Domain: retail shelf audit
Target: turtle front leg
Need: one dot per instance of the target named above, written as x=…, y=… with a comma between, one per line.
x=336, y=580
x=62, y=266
------------------------
THE TASK.
What do the records say? Quote them all exactly.

WRITTEN RESPONSE.
Domain: retail shelf audit
Target: turtle front leg
Need: one dot per instance of the target named above, written as x=…, y=… with a comma between, one per line.
x=336, y=580
x=62, y=266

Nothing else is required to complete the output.